[TRY IT]: From the first line to the last, restate the records word for word, skipping the pictures.

[DATASET RECORDS]:

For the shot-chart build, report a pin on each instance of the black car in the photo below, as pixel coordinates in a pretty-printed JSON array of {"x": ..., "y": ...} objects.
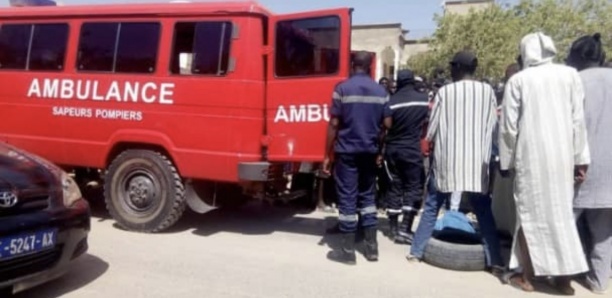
[{"x": 44, "y": 221}]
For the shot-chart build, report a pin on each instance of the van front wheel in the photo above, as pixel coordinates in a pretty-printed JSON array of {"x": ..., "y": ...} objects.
[{"x": 144, "y": 192}]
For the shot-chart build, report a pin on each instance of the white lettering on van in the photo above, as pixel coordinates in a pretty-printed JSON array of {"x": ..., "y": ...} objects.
[
  {"x": 67, "y": 89},
  {"x": 50, "y": 88},
  {"x": 310, "y": 113},
  {"x": 145, "y": 98},
  {"x": 113, "y": 92},
  {"x": 116, "y": 91}
]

[EXERCISE RESPONSE]:
For the shot-chart build, report a pin on each instance of the black car in the photo below, as pixel coordinates in a pretty-printed JSON array of {"x": ..., "y": ...} objects.
[{"x": 44, "y": 221}]
For the shot-chart build, report a pin on each instance of the van front wheel in the photo above, as pixel coordinates in a pretty-printed JSON array of {"x": ..., "y": ...} objects.
[{"x": 144, "y": 192}]
For the shot-chart build, report a pin on each instance of the white lettering on van in the photo above, as pixel coordinates in a pretty-printed JSON array of {"x": ..., "y": ...} objects.
[
  {"x": 67, "y": 89},
  {"x": 50, "y": 88},
  {"x": 310, "y": 113},
  {"x": 145, "y": 98},
  {"x": 113, "y": 92},
  {"x": 116, "y": 91}
]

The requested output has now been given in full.